**Work to do**
Pick out each line in the records that contains the string "front", treating uppercase and lowercase as different.
^^^^^^^^
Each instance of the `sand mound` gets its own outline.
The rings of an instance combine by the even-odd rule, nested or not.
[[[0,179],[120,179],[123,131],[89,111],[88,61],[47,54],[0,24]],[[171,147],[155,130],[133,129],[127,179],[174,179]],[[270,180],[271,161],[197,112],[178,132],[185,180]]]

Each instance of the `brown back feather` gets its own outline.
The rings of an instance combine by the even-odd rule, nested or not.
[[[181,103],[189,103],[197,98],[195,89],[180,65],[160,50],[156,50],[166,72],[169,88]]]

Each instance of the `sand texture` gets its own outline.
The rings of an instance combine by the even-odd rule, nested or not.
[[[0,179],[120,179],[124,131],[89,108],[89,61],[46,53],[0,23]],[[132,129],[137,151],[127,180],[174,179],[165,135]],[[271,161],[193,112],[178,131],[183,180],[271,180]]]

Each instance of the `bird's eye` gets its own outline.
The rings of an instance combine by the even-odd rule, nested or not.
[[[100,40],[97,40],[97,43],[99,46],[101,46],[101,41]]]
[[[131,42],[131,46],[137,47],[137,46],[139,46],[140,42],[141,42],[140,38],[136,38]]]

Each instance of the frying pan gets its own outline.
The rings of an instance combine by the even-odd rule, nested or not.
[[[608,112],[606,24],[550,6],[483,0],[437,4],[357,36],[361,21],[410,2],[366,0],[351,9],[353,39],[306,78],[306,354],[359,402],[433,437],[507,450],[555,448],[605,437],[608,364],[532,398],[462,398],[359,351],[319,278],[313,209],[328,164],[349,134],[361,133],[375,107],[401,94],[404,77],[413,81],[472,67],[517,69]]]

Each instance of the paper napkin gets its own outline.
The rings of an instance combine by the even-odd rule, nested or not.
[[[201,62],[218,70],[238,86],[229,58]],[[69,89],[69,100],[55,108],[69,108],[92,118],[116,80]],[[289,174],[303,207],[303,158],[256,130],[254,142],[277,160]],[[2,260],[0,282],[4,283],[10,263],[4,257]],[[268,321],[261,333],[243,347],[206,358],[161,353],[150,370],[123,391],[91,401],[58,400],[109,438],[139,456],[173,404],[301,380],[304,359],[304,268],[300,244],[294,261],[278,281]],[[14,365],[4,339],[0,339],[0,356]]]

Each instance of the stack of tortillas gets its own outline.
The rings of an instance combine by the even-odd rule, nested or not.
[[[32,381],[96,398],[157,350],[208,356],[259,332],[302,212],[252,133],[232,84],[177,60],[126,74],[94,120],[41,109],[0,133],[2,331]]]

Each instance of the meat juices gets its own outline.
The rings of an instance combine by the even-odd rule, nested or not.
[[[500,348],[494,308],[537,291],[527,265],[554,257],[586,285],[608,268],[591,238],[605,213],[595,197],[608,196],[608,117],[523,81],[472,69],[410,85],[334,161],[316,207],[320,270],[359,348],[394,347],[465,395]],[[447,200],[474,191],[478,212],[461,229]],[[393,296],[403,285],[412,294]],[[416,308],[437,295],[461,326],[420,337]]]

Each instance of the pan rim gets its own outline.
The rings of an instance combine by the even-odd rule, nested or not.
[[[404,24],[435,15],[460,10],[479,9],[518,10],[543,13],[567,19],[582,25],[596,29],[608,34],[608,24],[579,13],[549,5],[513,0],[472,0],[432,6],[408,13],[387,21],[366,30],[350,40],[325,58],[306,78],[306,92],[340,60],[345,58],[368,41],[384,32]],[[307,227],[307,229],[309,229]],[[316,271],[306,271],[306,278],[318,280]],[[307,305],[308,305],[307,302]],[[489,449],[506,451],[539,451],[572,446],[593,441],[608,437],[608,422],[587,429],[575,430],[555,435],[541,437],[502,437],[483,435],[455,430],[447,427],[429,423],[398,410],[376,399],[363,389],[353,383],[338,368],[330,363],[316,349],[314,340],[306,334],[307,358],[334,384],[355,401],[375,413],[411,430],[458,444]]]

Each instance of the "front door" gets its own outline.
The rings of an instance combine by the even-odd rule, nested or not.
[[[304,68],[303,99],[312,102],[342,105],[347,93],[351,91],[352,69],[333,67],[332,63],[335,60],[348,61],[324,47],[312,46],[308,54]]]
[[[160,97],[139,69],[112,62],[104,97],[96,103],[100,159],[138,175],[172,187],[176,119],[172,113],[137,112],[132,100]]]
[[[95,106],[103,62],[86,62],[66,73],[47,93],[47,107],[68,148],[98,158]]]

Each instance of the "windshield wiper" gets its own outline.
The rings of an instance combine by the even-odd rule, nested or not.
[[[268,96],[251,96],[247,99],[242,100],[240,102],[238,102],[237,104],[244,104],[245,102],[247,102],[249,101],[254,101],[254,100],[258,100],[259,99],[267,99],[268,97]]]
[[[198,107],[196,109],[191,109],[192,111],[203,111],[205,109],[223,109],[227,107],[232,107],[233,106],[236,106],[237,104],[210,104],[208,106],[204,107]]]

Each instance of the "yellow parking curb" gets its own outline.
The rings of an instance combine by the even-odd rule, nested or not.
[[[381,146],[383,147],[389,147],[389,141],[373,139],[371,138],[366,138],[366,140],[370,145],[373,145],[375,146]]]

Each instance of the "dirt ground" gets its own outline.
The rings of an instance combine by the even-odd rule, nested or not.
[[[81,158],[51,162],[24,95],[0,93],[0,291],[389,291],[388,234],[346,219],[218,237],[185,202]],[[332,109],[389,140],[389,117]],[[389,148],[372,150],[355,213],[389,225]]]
^^^^^^^^
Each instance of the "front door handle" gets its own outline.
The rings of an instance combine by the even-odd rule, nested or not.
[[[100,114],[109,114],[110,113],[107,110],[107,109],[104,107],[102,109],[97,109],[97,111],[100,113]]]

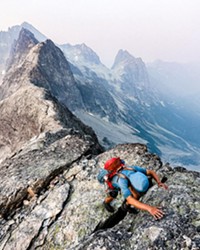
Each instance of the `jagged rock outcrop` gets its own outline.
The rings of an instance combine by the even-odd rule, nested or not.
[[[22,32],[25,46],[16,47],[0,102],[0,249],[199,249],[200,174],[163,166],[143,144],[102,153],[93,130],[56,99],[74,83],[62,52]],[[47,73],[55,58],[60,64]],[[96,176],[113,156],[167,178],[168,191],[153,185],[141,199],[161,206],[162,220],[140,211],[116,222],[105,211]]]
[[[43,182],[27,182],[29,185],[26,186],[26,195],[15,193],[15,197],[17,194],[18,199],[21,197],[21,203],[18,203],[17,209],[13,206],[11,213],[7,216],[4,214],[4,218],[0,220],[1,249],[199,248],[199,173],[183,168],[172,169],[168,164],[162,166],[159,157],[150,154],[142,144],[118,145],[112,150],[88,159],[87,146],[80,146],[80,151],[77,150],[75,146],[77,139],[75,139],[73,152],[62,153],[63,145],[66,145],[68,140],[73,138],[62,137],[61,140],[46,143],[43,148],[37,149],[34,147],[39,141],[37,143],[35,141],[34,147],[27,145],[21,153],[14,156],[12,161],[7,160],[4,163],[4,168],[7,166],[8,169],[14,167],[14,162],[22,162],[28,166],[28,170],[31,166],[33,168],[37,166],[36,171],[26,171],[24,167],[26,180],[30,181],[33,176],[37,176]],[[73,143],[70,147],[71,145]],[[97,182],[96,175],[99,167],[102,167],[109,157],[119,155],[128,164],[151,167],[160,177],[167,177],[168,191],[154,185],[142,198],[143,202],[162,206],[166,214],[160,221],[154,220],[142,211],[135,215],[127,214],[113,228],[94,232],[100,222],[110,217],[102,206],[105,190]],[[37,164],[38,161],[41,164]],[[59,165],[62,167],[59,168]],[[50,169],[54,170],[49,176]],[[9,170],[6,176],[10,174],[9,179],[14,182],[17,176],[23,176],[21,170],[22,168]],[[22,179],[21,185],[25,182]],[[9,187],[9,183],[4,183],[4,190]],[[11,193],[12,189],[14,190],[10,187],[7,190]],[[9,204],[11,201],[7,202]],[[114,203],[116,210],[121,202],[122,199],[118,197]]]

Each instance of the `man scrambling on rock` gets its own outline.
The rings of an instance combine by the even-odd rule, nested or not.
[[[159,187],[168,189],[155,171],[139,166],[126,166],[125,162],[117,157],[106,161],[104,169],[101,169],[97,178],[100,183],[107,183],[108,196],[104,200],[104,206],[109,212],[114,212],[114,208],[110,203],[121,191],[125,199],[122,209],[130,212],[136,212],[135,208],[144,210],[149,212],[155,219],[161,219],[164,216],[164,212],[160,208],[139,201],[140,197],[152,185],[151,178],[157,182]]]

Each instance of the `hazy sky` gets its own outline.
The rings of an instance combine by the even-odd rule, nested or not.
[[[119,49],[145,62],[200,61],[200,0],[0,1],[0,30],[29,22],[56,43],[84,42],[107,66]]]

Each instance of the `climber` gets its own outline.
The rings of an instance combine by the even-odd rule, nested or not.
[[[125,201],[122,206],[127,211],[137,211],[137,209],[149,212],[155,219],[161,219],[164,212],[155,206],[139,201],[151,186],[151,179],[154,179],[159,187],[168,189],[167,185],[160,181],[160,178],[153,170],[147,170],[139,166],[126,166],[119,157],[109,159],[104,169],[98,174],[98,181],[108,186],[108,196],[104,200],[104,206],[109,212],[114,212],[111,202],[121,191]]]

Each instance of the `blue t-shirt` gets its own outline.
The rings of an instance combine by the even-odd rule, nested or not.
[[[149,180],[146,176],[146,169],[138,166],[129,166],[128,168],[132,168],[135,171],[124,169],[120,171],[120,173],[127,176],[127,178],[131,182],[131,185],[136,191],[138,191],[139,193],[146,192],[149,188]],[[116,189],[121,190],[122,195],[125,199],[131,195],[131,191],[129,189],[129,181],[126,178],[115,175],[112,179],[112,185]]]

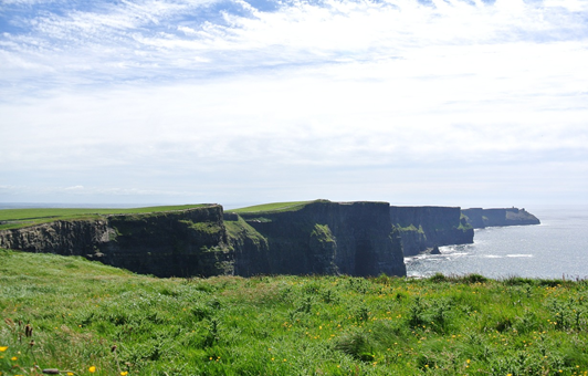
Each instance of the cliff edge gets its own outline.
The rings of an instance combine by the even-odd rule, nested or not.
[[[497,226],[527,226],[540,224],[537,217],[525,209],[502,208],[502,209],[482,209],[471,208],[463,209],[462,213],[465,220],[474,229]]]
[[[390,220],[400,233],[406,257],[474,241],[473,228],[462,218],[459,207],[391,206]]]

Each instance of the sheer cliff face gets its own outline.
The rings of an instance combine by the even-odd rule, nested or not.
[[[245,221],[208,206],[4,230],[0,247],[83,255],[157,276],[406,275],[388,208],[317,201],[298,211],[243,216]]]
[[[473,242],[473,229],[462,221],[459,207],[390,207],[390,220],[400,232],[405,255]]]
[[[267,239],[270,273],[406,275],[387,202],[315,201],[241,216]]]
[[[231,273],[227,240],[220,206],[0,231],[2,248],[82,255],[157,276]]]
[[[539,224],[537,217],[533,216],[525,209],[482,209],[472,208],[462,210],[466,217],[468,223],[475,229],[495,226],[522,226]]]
^^^^^^^^
**Exercise result**
Each instance of the "front door" gets its own outline.
Each instance of the "front door handle" gets its own outline.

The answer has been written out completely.